─── Source document ───

Now I switch to the official Thanos documentation and find the issue to be the very first common known issue with 5 possible explanations. Of course, NONE of them apply to our setup!

Realigning priorities

Now I am thinking, Google didn’t help, Github Issues didn’t help, the official documentation has left me on my own. At least let's fix what is broken so that the Thanos sidecar can continue shipping metrics to S3.

To my amusement, the only real solution is to remove the duplicate data blocks (ULIDs) from S3… wait for it… manually. I am like, if it is the first known common issue, why don't we have a tool that identifies duplicates and marks them for deletion?

So, I cook up a quick and dirty Lambda to delete the duplicates from S3 and assign it a temporary execution role. Once the files are deleted, I delete the Lambda and execution role (because I definitely will forget to clean it up later on and untagged objects will raise a security incident on my username). 

Restlessness should be followed by periods of rest

It is already late at night, at 3:00 AM, the other realm - the portal to another dimension is opening and my ancestors' spirits are telling me to sleep. It is only the dev environment - Thanos is pushing the data blocks to S3 once more. You will figure out the root cause tomorrow (or not), maybe it is a once in a lifetime error.
Probably, your stars will align better tomorrow.

Low-key detective mode on

A few days later, I start working on other issues and stories and this time the issue occurs on production!

While re-reading the Thanos official documentation I come across a sneaky comment:
“Determine what you misconfigured”. 

I roll up my sleeves and start re-reading our configurations for the nth time. With time passing by, my curiosity is turning into furiosity.


While looking at the flags set up on the Thanos sidecar, I come across a flag called --shipper.upload-compacted

Now, when you read this section, you think if I need to retain historical data that was compacted by Prometheus, I should use this flag, fair enough. Then I scroll down and find the flag definition.

Now I’m wondering why it says “use once and then disable when done”. Is this more like a one time migration flag and not meant to be left on permanently?

Wait, something doesn’t make sense or does it?

Now the thing is, if this flag is really sending overlapping data blocks then why did no one discover this issue earlier? The system has been running smoothly for 8 months after all.

Then I find out somewhere in the documentation that when you add this flag, the older existing blocks in the Prometheus local storage are shipped to the remote storage on STARTUP!

Ah-ha! It has been running smoothly without a restart for 8 months, and it was restarted only recently (when my stars didn’t align properly). This explains why no one ever noticed this issue until now!

Oh yeah!

Now, remove this darn flag, redeploy the containers and dance with joy that your system is functioning properly. 

Not so fast, this is life, it will suck some more

The new restart caused many more issues in the system due to some other misconfigurations and even now there are outstanding issues. For the time being, I will keep those horror stories to myself 😉

Although restarting a system is a very common way of fixing issues in IT, now I think twice and pray thrice before restarting anything.

─── Material supplied ───

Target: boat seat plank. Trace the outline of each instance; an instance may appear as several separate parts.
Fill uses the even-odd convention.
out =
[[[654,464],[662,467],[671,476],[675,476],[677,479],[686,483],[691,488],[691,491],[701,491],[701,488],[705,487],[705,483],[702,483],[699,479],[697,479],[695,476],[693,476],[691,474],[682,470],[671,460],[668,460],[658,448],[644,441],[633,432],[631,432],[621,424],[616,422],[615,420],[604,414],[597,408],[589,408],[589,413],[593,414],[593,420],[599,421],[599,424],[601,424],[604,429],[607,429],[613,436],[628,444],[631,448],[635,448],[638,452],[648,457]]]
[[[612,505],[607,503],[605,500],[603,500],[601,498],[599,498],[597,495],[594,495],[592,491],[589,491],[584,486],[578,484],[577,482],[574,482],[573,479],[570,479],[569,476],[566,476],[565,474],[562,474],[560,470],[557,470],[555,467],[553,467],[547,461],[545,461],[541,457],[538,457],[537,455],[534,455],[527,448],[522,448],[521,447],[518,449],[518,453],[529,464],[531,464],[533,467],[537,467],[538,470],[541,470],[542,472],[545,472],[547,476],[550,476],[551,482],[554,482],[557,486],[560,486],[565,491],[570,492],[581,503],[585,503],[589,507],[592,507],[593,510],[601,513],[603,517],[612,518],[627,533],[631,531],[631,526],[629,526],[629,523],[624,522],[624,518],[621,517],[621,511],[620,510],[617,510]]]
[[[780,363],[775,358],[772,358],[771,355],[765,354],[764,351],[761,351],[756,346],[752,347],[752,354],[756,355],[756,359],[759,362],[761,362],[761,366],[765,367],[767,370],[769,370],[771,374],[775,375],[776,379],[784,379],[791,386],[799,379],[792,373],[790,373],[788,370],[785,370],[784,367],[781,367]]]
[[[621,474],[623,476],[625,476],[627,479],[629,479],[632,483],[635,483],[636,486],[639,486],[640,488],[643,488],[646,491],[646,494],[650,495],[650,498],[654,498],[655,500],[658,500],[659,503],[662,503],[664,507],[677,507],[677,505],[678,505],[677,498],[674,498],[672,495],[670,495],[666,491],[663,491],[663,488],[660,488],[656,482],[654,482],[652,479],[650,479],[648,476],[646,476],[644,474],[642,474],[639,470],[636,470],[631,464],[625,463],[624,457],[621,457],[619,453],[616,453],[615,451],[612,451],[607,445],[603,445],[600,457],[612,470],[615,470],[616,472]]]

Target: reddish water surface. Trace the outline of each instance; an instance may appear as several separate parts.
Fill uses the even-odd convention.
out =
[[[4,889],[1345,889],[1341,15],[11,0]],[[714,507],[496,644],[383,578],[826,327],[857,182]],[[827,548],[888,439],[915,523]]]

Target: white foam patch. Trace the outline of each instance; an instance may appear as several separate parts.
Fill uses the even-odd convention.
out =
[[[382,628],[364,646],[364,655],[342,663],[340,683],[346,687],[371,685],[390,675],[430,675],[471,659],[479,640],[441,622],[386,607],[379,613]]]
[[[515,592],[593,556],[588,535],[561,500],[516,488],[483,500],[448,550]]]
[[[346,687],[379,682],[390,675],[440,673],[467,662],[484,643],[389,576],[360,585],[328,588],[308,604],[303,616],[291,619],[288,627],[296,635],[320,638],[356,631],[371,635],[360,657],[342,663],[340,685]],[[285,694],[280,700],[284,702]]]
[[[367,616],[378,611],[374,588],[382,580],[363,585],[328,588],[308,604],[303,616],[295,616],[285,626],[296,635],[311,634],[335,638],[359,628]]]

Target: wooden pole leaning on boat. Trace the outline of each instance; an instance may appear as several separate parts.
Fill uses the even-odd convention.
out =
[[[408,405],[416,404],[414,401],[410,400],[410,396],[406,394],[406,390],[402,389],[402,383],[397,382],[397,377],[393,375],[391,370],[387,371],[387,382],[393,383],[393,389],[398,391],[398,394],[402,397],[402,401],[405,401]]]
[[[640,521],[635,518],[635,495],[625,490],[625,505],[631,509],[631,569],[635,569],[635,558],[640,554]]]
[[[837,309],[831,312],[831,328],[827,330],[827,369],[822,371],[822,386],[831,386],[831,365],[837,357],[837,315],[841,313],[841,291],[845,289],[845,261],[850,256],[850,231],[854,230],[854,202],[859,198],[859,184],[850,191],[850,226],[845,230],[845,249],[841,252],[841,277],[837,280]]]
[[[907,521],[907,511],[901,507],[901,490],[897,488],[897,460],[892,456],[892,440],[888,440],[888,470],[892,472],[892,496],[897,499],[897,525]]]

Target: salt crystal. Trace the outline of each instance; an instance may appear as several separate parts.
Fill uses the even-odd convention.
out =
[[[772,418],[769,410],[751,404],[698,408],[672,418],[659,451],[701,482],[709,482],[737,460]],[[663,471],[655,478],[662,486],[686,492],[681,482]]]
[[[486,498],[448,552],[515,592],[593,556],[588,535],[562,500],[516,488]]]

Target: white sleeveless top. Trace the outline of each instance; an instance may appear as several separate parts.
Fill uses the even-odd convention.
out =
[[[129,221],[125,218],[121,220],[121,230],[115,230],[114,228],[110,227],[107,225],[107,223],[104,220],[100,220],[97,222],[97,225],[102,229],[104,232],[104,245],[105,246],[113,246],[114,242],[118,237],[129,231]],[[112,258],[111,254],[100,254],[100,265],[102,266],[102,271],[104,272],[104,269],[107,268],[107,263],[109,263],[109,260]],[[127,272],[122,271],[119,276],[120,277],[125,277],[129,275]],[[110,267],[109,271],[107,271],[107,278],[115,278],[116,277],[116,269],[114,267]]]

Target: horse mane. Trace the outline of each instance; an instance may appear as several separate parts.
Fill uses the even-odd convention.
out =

───

* _Stated problem 1_: Translate this sentence from the Thanos troubleshooting account into Spanish: "The system has been running smoothly for 8 months after all."
* _Stated problem 2_: According to the Thanos troubleshooting account, when are the older existing blocks in the Prometheus local storage shipped to the remote storage once the --shipper.upload-compacted flag is added?
The dataset rows have no role in this work.

* _Correct response 1_: Después de todo, el sistema ha estado funcionando sin problemas durante 8 meses.

* _Correct response 2_: They are shipped on startup.